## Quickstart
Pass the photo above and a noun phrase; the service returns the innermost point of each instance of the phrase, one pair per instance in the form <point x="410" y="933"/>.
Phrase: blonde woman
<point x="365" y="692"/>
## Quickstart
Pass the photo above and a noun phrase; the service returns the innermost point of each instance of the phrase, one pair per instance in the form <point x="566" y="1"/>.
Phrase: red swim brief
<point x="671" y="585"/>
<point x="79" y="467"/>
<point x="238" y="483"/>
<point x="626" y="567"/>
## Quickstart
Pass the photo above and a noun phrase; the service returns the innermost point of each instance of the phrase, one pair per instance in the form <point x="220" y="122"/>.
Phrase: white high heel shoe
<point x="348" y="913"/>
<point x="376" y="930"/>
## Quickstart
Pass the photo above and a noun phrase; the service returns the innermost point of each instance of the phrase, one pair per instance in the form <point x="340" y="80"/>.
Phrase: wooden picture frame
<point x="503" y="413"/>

-=-=-=-=-

What is being asked: State how many lines of the material above contain the word "photo". Say nothing else.

Completed exercise: 4